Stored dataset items
-*-*-
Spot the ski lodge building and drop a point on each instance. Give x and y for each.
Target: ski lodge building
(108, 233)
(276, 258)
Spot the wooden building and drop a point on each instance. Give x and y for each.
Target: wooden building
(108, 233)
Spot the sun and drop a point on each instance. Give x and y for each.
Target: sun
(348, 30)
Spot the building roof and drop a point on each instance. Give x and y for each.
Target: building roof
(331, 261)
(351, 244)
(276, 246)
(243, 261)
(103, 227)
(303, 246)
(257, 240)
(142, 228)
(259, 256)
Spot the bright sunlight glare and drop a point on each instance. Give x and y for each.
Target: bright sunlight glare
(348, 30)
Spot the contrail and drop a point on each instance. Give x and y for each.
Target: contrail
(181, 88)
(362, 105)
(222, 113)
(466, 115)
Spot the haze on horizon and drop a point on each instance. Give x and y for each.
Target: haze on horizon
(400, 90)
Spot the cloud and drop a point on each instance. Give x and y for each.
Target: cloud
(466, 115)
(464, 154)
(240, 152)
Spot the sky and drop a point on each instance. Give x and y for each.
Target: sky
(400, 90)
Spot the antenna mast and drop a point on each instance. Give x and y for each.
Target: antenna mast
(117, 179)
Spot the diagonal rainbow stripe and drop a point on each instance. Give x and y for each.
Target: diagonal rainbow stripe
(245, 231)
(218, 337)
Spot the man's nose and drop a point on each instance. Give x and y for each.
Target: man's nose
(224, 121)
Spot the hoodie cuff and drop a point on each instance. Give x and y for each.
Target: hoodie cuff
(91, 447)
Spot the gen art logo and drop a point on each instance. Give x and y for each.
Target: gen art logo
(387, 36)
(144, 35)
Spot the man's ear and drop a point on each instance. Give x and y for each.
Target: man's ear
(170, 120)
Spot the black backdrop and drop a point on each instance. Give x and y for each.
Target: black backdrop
-*-*-
- [REQUIRED WORK] Provide all the records again, word for word.

- [RESPONSE FOR THIS EXERCISE]
Spot the ski lodge building and drop a point on each instance. Give x and y for each.
Target: ski lodge building
(108, 233)
(276, 258)
Spot the wooden building and drop a point on each instance. Give x and y for each.
Target: wooden building
(108, 233)
Spot the sun and drop a point on each instance. Give x and y for each.
Target: sun
(348, 30)
Spot the building roof and drop a point on each instance. Give x and y for each.
Target: building roof
(331, 261)
(351, 244)
(276, 246)
(243, 261)
(103, 227)
(303, 246)
(257, 240)
(142, 228)
(259, 256)
Spot the bright sunlight glare and drop a point on each instance. Give x and y for each.
Target: bright sunlight glare
(348, 30)
Spot the contrail and drop a point on each instance. Give x and y for each.
Target: contrail
(181, 88)
(362, 105)
(222, 113)
(466, 115)
Spot the haze on horizon and drop a point on each instance. Give x and y for each.
Target: haze on horizon
(400, 90)
Spot the cloud and drop a point on each instance. Give x and y for each.
Target: cloud
(466, 115)
(464, 154)
(240, 152)
Spot the sky and drop a point on each instance. Give x and y for each.
Target: sky
(400, 90)
Spot the antenna mast and drop a point on each instance. Give x and y for each.
Target: antenna mast
(117, 179)
Spot the diagonal rainbow stripe and drop a point on each instance. Give x and y for each.
Target: diagonal rainbow stripe
(245, 231)
(218, 337)
Spot the man's nose and drop a point on each instance. Give x and y for each.
Target: man's nose
(224, 121)
Spot the hoodie cuff and drop a point on each instance. Give x and y for each.
Target: hoodie cuff
(91, 447)
Spot the gen art logo and drop a point on each instance. Give x and y for each.
Target: gen art logo
(387, 36)
(144, 35)
Spot the man's ear and drop a point on each instance. Give x and y for each.
Target: man's ear
(170, 120)
Spot the black backdrop and drop a point on each instance. Give x and y for each.
Target: black backdrop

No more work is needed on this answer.